» Record excerpts:
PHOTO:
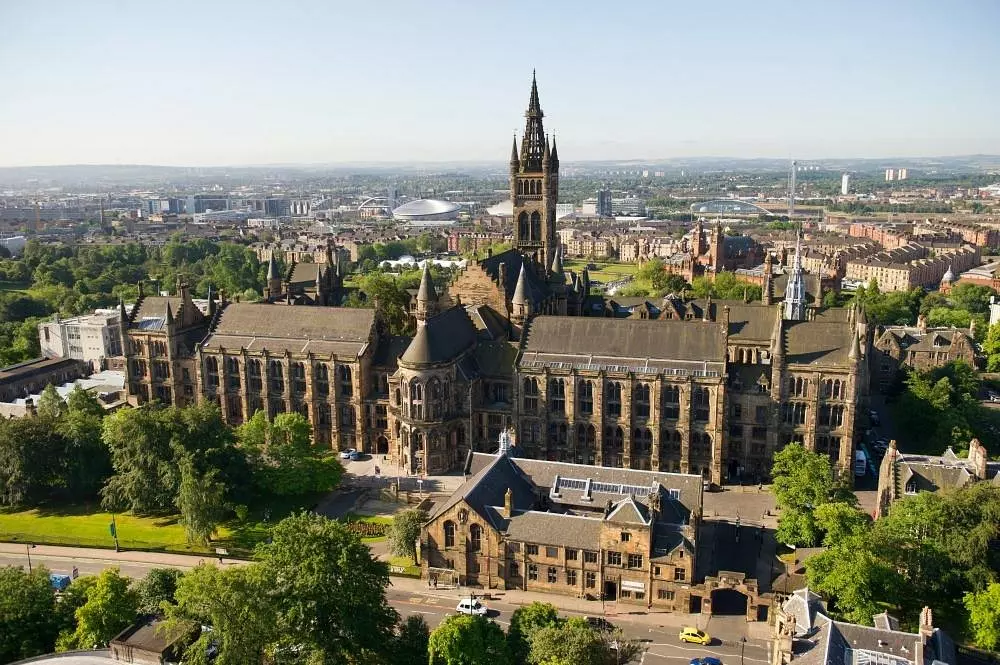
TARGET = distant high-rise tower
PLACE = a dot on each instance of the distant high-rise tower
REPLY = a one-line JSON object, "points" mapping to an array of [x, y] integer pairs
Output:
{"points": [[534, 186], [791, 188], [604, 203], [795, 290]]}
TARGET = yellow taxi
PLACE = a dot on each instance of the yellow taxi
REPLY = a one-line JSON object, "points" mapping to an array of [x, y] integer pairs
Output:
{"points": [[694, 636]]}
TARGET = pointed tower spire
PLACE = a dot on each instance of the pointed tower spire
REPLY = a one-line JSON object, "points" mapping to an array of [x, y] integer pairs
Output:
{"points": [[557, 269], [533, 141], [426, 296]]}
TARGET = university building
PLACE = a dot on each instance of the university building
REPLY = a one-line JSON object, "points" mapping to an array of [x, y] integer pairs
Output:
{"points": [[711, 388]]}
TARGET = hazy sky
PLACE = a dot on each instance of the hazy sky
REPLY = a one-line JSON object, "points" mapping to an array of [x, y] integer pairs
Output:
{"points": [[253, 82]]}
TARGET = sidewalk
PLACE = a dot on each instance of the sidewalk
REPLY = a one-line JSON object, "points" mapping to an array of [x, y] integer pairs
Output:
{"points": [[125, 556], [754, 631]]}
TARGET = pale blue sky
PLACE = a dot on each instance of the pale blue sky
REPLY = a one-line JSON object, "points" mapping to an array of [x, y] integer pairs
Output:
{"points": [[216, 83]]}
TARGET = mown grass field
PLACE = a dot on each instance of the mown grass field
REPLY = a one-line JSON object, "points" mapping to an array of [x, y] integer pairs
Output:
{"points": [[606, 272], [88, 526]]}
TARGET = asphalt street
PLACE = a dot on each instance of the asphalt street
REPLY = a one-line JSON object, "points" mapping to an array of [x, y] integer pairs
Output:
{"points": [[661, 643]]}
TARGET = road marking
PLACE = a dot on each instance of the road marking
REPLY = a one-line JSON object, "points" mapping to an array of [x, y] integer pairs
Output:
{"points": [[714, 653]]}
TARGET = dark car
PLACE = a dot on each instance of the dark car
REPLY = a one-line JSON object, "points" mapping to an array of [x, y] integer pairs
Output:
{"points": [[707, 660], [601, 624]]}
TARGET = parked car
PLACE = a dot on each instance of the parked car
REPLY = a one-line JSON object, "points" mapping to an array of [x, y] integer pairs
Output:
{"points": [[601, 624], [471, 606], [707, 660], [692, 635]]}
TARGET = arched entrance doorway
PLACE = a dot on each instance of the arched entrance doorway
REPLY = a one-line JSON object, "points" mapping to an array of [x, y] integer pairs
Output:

» Exercise brief:
Leave out the pictures and retype every line above exactly.

» Expected answer:
PHOTO:
TARGET = distant high-rise tower
PLACE = a dot on each instance of the distant high-rise tower
REPLY = a one-line JSON object, "points" mapping to an array of [x, y] integer pairs
Output:
{"points": [[534, 186], [791, 188], [604, 203], [795, 290]]}
TARGET = yellow taxi
PLACE = a dot on each instance of the yellow taxi
REPLY = a one-line JSON object, "points" mapping to an array of [x, y] integer pairs
Output:
{"points": [[694, 636]]}
TARGET = pointed tower spire
PLACE = a dot on each instance of the pointed tower spire
REPLY = a one-line JSON object, "points" mapping to an array of [x, y] integer pairs
Output:
{"points": [[557, 269], [533, 141], [426, 296]]}
TARGET = university building
PLACE = a dot on each instance of the university building
REPLY = a one-line JSON object, "points" mapping to an array of [x, y] integer pairs
Output:
{"points": [[711, 388]]}
TARGET = hazy sky
PLACE = a dot on each instance of the hazy sky
REPLY = a one-line JSON object, "points" mapping to an array of [x, y] integer pairs
Output:
{"points": [[253, 82]]}
TARGET = sidewalk
PLACE = a dot on each instance of the sidewalk
REPLY = a one-line JSON object, "points" mapping to an array of [x, y] integer pairs
Output:
{"points": [[125, 556], [754, 631]]}
TARGET = pale blue sky
PLACE = a dot on each instance of the pale blue sky
REPLY = a one-line JSON object, "points" mapping to an array of [x, y] integer pairs
Output:
{"points": [[216, 83]]}
TARGET = mown grass field
PLACE = a dot on each instance of the mown grass field
REPLY = a one-line JSON object, "points" mapping to an array of [x, y] integer pairs
Output:
{"points": [[606, 272], [88, 526]]}
TARGET = asphalt street
PLACE = a dot on each instance of the asphalt street
REPLY = a one-line JSON object, "points" mapping to an array of [x, y] integer pairs
Output:
{"points": [[661, 643]]}
TARGET = road marking
PLACE = a dot on each instance of the road marking
REPLY = a one-line JSON object, "points" mapping to an array of [x, y] integer pairs
Output:
{"points": [[714, 653]]}
TARGET = dark car
PLACE = a dot on each instance of the dark car
REPLY = a one-line JSON object, "points" mapping to an array of [x, y] integer pairs
Output:
{"points": [[707, 660], [601, 624]]}
TARGET = parked car
PLACE = a dot on each instance of the parked car
REPLY = a one-line JSON object, "points" mapping to an array of [x, y] integer pairs
Output:
{"points": [[601, 624], [471, 606], [707, 660], [692, 635]]}
TARGET = arched entrance doorway
PLACE = a dot on each instance of the arched entrance doorway
REPLY = a one-line JSON object, "points" mapping to an array of [x, y] integer pairs
Output:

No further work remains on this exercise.